Dataset entries
▼▼▼

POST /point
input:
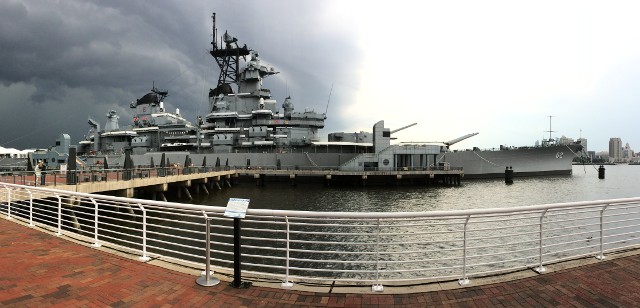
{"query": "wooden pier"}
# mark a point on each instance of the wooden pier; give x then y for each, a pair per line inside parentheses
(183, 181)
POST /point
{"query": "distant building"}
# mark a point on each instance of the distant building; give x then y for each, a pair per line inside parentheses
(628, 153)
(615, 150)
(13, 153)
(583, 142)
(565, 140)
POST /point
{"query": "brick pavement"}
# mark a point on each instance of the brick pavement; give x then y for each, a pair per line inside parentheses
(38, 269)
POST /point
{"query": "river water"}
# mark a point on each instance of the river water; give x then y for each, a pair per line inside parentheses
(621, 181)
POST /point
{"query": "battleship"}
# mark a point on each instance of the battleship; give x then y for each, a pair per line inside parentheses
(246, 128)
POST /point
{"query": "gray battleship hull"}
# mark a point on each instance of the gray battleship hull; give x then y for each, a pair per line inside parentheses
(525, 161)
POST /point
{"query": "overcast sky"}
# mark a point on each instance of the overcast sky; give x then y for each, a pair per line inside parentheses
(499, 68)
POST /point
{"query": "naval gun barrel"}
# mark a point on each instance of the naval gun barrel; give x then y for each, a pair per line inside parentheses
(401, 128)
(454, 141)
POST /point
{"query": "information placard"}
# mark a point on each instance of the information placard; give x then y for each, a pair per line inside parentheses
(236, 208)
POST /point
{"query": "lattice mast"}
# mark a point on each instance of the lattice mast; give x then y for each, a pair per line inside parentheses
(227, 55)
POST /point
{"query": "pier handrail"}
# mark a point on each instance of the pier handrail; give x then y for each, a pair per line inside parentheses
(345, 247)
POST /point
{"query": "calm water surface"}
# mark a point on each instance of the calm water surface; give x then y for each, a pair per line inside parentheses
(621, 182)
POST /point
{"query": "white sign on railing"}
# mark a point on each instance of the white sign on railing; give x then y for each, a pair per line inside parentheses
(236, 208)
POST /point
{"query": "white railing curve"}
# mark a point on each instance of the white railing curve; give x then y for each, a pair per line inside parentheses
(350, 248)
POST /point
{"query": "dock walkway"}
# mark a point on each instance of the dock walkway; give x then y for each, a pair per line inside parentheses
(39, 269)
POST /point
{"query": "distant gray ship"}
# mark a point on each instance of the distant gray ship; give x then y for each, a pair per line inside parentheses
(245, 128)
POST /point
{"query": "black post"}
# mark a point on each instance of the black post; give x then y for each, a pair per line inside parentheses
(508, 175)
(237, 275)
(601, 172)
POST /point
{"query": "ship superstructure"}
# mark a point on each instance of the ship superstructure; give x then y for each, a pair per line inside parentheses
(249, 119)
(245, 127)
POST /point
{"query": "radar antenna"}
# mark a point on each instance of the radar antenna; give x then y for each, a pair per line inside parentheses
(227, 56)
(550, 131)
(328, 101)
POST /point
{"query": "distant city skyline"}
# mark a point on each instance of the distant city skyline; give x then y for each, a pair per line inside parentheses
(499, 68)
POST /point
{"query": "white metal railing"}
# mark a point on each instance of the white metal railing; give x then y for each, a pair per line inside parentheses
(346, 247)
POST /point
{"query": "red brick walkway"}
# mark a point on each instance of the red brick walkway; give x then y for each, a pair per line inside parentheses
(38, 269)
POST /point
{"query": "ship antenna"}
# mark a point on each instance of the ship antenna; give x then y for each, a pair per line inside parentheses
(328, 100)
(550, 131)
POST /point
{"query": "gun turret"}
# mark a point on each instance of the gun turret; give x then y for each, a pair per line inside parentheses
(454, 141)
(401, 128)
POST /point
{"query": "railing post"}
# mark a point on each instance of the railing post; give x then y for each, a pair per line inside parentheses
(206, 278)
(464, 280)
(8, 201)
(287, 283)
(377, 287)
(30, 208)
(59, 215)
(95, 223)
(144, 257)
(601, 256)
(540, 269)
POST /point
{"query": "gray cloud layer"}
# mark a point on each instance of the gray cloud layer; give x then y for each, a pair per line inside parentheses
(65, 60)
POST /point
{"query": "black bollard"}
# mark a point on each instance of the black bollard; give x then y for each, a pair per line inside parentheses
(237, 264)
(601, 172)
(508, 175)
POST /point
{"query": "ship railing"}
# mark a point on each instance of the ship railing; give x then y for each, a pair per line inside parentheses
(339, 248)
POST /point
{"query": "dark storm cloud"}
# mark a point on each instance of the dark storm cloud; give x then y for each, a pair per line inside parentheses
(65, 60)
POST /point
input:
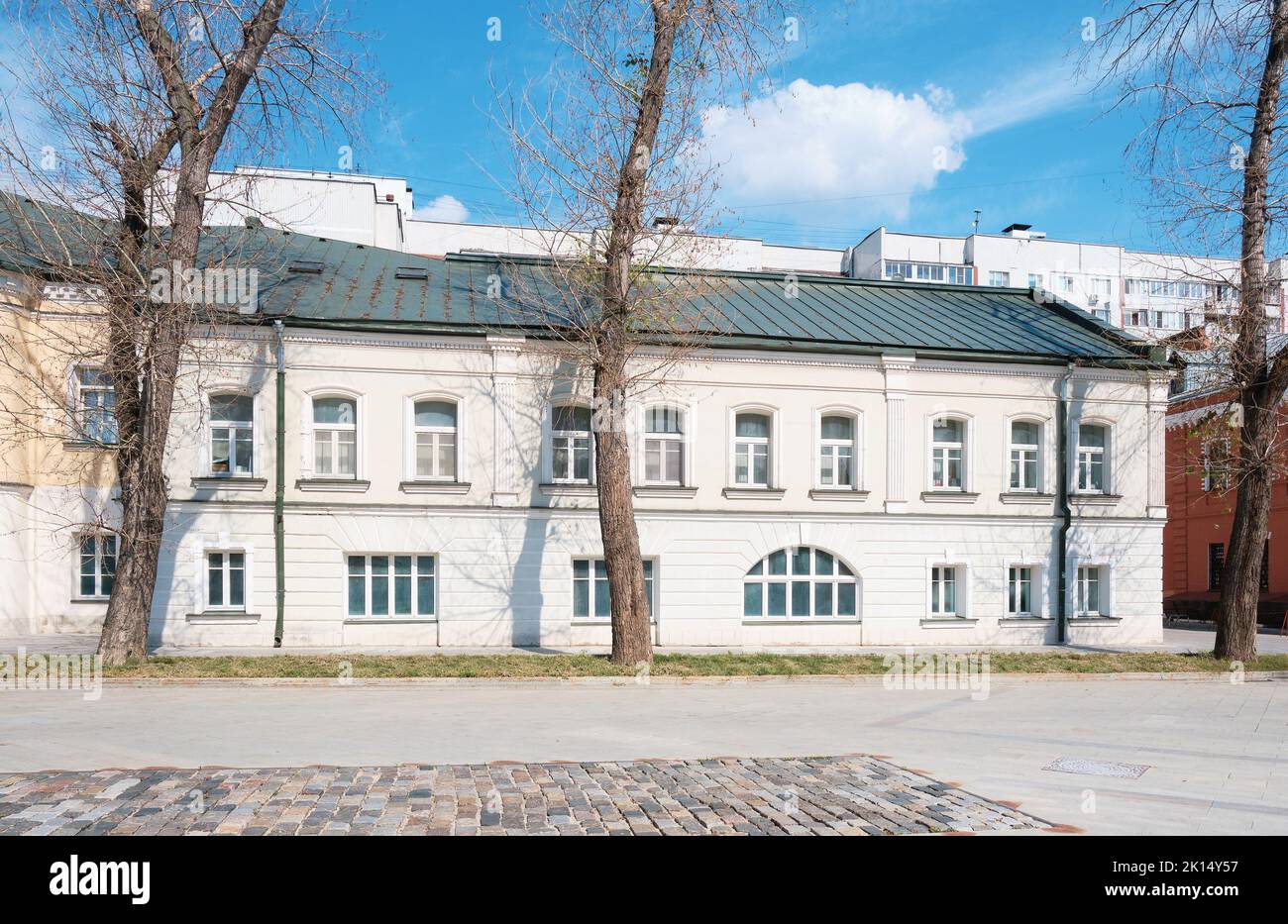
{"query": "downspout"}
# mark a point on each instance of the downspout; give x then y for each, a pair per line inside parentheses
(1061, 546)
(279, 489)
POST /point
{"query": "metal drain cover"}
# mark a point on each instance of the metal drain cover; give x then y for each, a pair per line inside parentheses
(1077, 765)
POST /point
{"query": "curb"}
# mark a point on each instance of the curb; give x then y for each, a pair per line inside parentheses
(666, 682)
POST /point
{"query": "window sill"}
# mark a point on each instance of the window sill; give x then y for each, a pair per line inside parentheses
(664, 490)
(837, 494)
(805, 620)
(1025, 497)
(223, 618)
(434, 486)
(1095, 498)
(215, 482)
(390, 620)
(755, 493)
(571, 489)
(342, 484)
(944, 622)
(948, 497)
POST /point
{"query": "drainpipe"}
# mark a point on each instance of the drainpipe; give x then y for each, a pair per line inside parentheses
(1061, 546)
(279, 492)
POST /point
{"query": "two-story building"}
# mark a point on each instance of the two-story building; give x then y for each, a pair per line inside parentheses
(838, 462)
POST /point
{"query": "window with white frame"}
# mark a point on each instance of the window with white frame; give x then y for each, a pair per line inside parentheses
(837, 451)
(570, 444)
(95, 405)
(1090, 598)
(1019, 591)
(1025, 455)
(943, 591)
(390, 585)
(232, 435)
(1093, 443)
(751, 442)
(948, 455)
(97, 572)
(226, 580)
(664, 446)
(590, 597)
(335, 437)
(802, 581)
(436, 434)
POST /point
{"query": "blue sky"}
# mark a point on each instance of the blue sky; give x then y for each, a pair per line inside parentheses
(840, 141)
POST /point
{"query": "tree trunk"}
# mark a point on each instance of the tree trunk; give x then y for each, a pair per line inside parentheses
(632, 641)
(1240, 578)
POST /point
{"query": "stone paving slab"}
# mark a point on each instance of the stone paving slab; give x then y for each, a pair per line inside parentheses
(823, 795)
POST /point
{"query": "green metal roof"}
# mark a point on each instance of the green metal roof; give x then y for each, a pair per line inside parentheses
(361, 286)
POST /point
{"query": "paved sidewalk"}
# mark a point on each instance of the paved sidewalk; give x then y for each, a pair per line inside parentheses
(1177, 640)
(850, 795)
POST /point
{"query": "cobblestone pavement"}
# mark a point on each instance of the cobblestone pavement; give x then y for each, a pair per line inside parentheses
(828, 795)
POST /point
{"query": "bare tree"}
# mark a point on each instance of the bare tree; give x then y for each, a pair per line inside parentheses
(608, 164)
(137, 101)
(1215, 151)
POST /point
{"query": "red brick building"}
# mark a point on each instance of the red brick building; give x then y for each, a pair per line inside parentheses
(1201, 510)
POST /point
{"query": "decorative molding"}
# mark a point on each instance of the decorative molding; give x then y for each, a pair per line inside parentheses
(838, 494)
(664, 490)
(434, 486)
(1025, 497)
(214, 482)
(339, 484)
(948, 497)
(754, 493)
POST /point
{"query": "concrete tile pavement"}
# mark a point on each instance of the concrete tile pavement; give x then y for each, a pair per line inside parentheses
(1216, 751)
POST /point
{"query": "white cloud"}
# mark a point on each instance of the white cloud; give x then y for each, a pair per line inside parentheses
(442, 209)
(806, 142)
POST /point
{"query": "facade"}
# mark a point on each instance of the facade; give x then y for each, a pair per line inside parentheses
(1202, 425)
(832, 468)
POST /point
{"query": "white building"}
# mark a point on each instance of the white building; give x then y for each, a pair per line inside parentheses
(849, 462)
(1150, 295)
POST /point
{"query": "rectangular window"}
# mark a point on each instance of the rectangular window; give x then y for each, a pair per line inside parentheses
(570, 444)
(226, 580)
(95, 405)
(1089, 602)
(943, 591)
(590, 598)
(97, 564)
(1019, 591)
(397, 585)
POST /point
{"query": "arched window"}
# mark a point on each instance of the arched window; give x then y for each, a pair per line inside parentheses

▲▲▲

> _Your task_:
Count the lines of the records that include the word "arched". Give the number by itself.

> _Answer to this task_:
2